EXERCISE INSTRUCTIONS:
Starting with the line that has "Target: stadium stand", retype each line down to the end of the entries below, without leaving any out or adding any.

** MATERIAL PROVIDED follows **

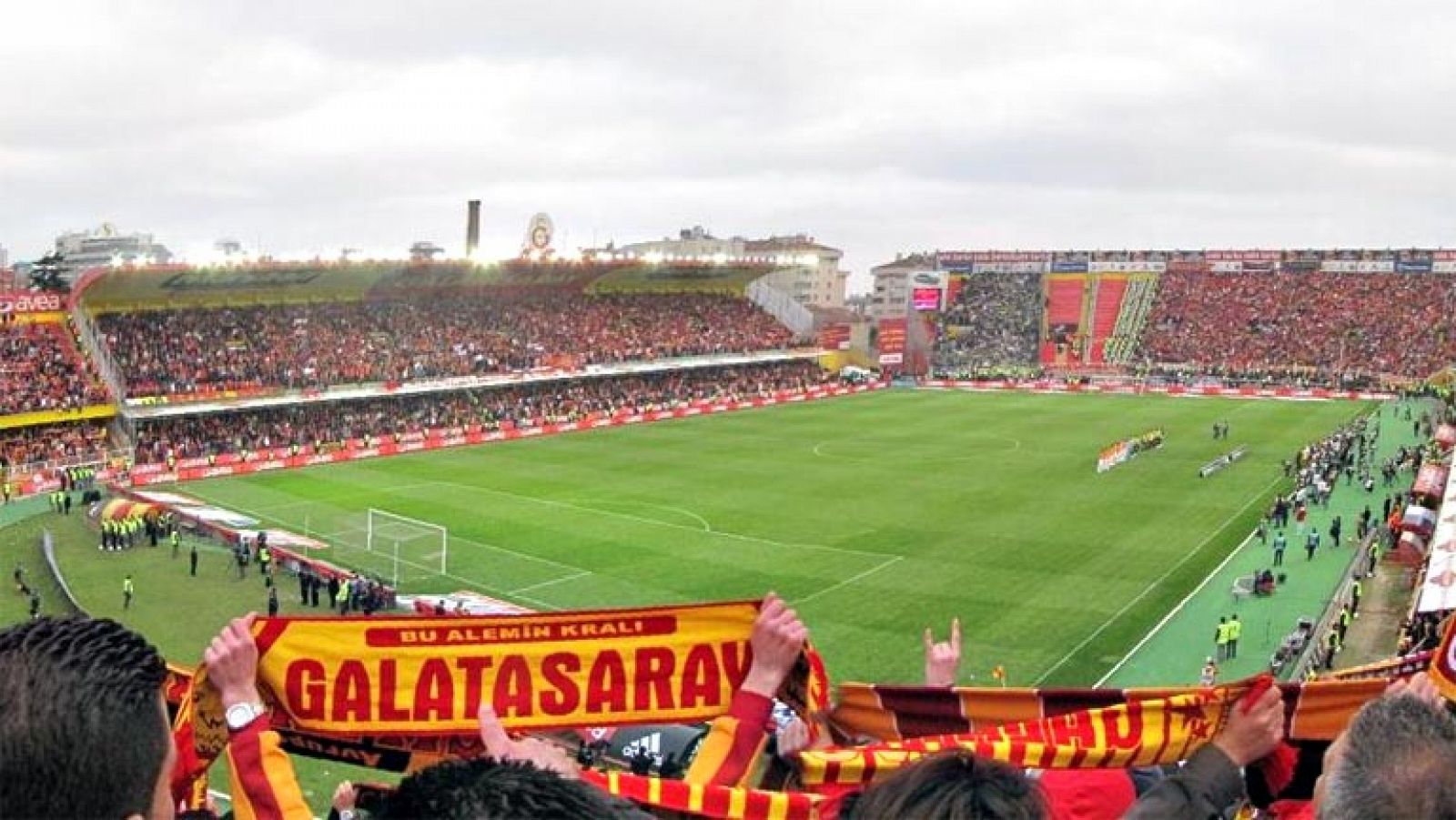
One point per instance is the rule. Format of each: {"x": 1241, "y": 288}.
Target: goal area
{"x": 407, "y": 543}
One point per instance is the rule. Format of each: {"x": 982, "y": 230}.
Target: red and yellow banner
{"x": 1136, "y": 733}
{"x": 395, "y": 676}
{"x": 1443, "y": 663}
{"x": 878, "y": 713}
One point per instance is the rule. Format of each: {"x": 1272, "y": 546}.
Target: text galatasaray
{"x": 596, "y": 683}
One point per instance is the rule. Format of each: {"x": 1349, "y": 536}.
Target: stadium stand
{"x": 41, "y": 370}
{"x": 1065, "y": 303}
{"x": 1132, "y": 318}
{"x": 1107, "y": 308}
{"x": 53, "y": 443}
{"x": 315, "y": 346}
{"x": 994, "y": 322}
{"x": 1327, "y": 320}
{"x": 317, "y": 426}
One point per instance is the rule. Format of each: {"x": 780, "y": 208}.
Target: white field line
{"x": 562, "y": 580}
{"x": 430, "y": 570}
{"x": 848, "y": 582}
{"x": 1154, "y": 586}
{"x": 1171, "y": 613}
{"x": 703, "y": 521}
{"x": 657, "y": 523}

** End of MATERIAL PROVIDED **

SOLUTION FOR THIS EXERCISE:
Target: stadium stand
{"x": 41, "y": 370}
{"x": 1065, "y": 303}
{"x": 1132, "y": 318}
{"x": 1107, "y": 308}
{"x": 53, "y": 443}
{"x": 315, "y": 346}
{"x": 994, "y": 322}
{"x": 1327, "y": 320}
{"x": 317, "y": 426}
One point per instance is the rule. Format of each: {"x": 780, "y": 208}.
Target: white field line
{"x": 562, "y": 580}
{"x": 430, "y": 570}
{"x": 848, "y": 582}
{"x": 1154, "y": 586}
{"x": 1171, "y": 613}
{"x": 703, "y": 521}
{"x": 657, "y": 523}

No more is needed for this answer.